[begin Dataset]
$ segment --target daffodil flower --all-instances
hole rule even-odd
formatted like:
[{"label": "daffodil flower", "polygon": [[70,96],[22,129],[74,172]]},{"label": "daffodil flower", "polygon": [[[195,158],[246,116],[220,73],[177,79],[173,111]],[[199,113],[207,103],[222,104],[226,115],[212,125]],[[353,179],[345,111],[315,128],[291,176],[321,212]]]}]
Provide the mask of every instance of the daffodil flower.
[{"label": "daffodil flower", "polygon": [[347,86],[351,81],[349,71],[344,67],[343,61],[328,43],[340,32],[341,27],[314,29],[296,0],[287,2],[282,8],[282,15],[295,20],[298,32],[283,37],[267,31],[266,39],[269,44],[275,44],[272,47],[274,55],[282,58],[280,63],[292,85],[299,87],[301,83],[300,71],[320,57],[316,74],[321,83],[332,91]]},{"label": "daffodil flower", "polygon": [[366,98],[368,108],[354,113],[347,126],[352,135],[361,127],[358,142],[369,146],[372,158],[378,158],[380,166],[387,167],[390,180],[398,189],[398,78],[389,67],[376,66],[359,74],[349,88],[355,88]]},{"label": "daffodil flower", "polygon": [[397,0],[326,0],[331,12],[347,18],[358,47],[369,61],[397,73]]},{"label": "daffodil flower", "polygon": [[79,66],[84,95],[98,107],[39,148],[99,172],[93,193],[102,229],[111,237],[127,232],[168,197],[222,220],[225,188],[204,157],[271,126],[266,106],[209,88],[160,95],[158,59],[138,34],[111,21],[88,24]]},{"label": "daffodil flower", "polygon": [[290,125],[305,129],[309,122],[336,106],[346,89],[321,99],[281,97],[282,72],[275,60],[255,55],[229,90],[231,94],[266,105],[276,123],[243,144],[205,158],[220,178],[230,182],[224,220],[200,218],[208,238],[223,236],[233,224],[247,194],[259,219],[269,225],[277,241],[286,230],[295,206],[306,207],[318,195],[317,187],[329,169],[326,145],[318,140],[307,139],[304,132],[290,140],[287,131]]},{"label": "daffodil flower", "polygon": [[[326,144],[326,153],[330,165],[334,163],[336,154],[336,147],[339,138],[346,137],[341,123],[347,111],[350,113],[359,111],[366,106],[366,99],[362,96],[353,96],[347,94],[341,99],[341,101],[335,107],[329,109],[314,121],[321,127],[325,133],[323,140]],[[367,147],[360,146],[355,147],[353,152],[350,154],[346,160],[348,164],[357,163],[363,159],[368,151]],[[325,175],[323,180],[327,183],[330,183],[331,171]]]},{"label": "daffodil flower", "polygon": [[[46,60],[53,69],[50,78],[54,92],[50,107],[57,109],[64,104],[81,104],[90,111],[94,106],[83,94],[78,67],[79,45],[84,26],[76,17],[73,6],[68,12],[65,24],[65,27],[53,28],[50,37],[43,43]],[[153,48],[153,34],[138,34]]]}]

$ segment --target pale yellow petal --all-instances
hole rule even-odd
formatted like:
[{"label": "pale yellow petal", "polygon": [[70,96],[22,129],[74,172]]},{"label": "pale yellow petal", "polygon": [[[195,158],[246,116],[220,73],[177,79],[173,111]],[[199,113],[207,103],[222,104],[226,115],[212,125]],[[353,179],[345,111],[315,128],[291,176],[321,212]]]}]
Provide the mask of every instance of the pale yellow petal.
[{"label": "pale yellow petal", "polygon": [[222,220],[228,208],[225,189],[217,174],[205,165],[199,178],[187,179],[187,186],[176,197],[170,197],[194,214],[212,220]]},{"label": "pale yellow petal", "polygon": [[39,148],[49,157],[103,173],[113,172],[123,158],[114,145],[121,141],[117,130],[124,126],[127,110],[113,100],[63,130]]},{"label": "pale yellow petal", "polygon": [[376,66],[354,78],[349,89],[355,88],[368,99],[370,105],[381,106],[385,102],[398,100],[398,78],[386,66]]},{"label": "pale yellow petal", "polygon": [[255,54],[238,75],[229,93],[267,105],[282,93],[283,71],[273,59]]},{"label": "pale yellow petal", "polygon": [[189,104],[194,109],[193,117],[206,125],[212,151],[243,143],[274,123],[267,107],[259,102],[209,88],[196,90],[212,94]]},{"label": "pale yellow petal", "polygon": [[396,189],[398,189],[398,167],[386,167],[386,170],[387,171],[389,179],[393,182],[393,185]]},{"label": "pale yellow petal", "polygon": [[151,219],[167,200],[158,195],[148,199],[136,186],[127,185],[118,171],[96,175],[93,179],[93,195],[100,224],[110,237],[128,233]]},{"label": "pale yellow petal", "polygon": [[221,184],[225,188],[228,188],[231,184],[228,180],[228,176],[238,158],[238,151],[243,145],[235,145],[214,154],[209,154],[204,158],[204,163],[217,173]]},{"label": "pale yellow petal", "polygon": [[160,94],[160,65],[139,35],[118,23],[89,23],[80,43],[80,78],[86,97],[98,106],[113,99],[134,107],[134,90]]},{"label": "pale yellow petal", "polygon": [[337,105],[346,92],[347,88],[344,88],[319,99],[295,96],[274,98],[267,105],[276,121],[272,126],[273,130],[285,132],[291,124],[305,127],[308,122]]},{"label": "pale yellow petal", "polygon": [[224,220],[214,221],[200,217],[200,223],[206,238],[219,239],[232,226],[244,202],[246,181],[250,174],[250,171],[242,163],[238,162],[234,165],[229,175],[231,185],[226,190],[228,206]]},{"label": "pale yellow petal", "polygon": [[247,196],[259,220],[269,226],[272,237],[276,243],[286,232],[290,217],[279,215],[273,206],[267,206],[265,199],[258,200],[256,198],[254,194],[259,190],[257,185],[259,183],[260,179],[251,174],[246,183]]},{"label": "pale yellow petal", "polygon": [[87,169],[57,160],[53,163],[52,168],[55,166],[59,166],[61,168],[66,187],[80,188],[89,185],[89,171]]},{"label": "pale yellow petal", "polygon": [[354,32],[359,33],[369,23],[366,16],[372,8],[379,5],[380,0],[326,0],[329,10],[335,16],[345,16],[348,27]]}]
[end Dataset]
Identify every line above that contains the word "segment", and copy each of those lines in full.

- _Response for this exercise_:
$ segment --target daffodil flower --all-instances
$ segment --target pale yellow petal --all-instances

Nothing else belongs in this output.